→ **QUESTIONS**
1/ According to the Julia Clark profile, how many honeybees does Clark buy to raise during the summer?
2/ Please output the passage of the Julia Clark profile between "Senior Centerfold: Julia" and "during the summer.", inclusive.

→ **DOCUMENT SEGMENT**
====
Senior Centerfold: Julia Clark

Meher Hans, editor-in-chief

On a crystal clear April day in the midst of spring break, Julia Clark grasped a box of swarming honeybees, coaxing the insects into the wooden hive at her dad’s house in Smithsburg.

For the second year, this soon-to-be biology major at the University of Maryland, College Park bought a batch of 10,000 Italian honeybees to raise during the summer.

“You can feel them buzzing in the wooden box and I could hear them when I put my ear up against it. I held them in my lap the whole way home,” Clark said, recalling the first time she bought bees. “I was terrified.”

Her fear quickly transformed into fascination and advocacy.

“It’s a cool thing to get involved in since I’m interested in sustainable farming,” Clark said. “Beekeepers and bees have a symbiotic relationship and bees kept have a much higher chance of survival.”

In the classroom, Clark, a National Merit finalist and Banneker/Key scholar, is known for being the unofficial teacher.

“She’s able to take information that most people find difficult and help her classmates understand material better than I can sometimes,” Advanced Placement Biology teacher Marty Stranathan said. “It became obvious to me in September that the only way I could push her is if I ignored everyone else in the room, and that’s not going to happen ever.”
====
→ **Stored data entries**
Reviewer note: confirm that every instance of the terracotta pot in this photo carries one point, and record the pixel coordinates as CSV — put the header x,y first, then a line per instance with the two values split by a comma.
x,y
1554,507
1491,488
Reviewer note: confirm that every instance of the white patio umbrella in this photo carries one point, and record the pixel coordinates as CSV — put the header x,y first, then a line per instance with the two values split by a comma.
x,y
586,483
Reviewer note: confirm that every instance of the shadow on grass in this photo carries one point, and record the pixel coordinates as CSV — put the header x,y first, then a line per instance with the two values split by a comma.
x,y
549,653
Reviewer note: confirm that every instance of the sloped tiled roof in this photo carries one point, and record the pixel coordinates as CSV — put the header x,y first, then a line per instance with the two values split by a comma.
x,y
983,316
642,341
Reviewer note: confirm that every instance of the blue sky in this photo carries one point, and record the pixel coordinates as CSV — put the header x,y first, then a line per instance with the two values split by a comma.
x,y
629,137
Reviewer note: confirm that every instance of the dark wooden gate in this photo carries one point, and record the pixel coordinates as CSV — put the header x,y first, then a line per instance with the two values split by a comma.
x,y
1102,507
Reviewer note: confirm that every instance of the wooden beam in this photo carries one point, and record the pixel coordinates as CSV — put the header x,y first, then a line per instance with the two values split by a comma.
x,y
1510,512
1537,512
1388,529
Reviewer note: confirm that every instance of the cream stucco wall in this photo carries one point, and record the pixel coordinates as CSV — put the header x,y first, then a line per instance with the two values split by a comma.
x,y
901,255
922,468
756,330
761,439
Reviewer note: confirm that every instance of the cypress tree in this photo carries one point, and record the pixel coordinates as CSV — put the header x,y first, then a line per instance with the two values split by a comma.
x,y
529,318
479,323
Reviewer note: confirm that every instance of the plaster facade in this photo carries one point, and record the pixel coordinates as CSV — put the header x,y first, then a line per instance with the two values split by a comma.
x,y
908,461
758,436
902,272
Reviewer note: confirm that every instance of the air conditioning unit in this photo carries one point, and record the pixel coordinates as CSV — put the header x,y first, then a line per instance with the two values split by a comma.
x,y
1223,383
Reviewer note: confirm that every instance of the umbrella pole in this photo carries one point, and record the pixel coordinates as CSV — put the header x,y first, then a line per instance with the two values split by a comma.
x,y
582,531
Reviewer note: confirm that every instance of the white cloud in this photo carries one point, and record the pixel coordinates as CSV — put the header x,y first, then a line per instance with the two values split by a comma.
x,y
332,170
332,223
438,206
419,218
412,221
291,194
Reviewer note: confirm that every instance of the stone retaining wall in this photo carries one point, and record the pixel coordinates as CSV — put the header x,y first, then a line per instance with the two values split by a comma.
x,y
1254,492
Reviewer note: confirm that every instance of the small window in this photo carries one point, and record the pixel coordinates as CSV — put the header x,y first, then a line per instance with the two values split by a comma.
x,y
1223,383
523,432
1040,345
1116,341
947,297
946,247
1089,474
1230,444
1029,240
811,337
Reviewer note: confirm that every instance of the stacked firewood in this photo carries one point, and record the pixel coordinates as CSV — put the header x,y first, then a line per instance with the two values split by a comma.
====
→ **RESULTS BY TASK**
1/ She buys a batch of 10,000 Italian honeybees.

2/
Senior Centerfold: Julia Clark

Meher Hans, editor-in-chief

On a crystal clear April day in the midst of spring break, Julia Clark grasped a box of swarming honeybees, coaxing the insects into the wooden hive at her dad’s house in Smithsburg.

For the second year, this soon-to-be biology major at the University of Maryland, College Park bought a batch of 10,000 Italian honeybees to raise during the summer.